### Consegna 1:
Secondo il brano, fino a quale anno l'Italia rimase divisa?
### Consegna 2:
Riproduci fedelmente il passo del brano che comincia con "Molti secoli fa, mentre" e finisce con "loro dei benefici.".

### Fonte:
● ● ● ● ●

Filippo non sa ancora che anche i suoi genitori, così attenti a difendere pareti e suppellettili di casa, con ogni probabilità hanno un atteggiamento molto simile al suo verso i beni comuni. Non sa neppure, e forse non glielo insegneranno mai, che il suo rapporto con la proprietà pubblica - ovvero con il banco, ovvero con lo Stato - ha origini antiche.
Molti secoli fa, mentre in Europa si formavano i grandi regni nazionali, l’Italia era divisa, e lo rimarrà fino al 1861. Su intere regioni hanno dominato a lungo potenze straniere, con tutte le conseguenze che ciò comporta: sfruttamento economico, leggi lontane dal sentire comune e interessate più al bene della potenza occupante che a quello degli abitanti. Per di più, in Italia, quasi tutte le popolazioni hanno subito contemporaneamente tre poteri: quello del Signore, o del Comune, locale; quello della potenza straniera che lo sovrastava; quello della Chiesa. Tre poteri spesso in contrasto fra loro, ma sempre solidali nell’imporre ai sudditi degli obblighi, più che portare loro dei benefici.

● ● ● ● ●

### Elenco estratto:
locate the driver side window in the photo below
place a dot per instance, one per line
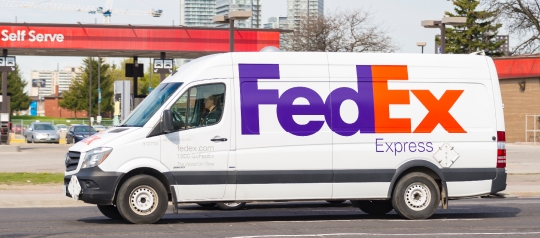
(199, 106)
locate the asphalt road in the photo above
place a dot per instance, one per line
(490, 217)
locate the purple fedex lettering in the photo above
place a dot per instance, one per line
(251, 96)
(286, 110)
(365, 123)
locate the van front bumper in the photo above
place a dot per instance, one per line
(97, 187)
(499, 183)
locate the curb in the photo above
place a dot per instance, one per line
(18, 141)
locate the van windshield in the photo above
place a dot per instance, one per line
(151, 104)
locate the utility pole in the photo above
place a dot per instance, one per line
(4, 87)
(99, 86)
(90, 98)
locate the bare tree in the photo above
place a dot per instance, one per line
(521, 19)
(346, 31)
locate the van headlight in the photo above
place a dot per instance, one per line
(95, 157)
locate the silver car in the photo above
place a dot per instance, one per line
(42, 132)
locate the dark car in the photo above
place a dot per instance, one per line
(78, 133)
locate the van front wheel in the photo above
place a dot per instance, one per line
(416, 196)
(142, 199)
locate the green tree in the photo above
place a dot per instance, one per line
(145, 82)
(71, 100)
(76, 98)
(19, 100)
(479, 32)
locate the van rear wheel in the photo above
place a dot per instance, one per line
(416, 196)
(374, 207)
(142, 199)
(110, 211)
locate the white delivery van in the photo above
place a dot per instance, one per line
(386, 131)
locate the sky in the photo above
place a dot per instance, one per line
(401, 18)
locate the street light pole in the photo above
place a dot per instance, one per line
(452, 21)
(99, 86)
(421, 44)
(231, 35)
(443, 38)
(230, 18)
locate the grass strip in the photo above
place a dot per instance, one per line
(31, 178)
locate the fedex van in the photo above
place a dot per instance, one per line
(403, 132)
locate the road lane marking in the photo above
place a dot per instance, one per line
(363, 220)
(383, 234)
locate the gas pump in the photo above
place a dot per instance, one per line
(122, 100)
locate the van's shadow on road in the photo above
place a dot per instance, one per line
(263, 213)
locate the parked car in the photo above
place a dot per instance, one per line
(100, 128)
(78, 133)
(17, 129)
(61, 127)
(41, 132)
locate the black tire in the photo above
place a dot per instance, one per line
(142, 199)
(206, 204)
(374, 207)
(110, 211)
(416, 196)
(336, 201)
(231, 205)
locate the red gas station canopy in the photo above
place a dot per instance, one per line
(128, 40)
(518, 67)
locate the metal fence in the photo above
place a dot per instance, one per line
(19, 126)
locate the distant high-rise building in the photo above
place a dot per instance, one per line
(197, 12)
(296, 9)
(277, 22)
(223, 7)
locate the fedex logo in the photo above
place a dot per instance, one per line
(372, 97)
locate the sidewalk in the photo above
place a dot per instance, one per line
(523, 180)
(12, 196)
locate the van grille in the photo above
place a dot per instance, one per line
(72, 160)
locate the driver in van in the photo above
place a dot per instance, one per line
(213, 112)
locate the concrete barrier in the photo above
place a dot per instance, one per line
(10, 148)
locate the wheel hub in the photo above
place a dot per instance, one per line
(417, 196)
(232, 204)
(143, 200)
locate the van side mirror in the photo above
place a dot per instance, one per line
(167, 122)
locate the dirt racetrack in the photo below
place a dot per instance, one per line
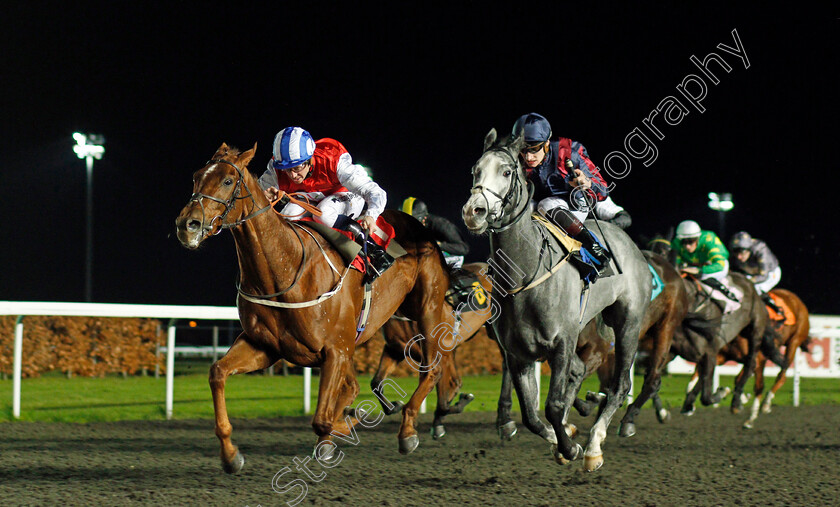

● ● ● ● ●

### Soluzione 1:
Fino al 1861.

### Soluzione 2:
Molti secoli fa, mentre in Europa si formavano i grandi regni nazionali, l’Italia era divisa, e lo rimarrà fino al 1861. Su intere regioni hanno dominato a lungo potenze straniere, con tutte le conseguenze che ciò comporta: sfruttamento economico, leggi lontane dal sentire comune e interessate più al bene della potenza occupante che a quello degli abitanti. Per di più, in Italia, quasi tutte le popolazioni hanno subito contemporaneamente tre poteri: quello del Signore, o del Comune, locale; quello della potenza straniera che lo sovrastava; quello della Chiesa. Tre poteri spesso in contrasto fra loro, ma sempre solidali nell’imporre ai sudditi degli obblighi, più che portare loro dei benefici.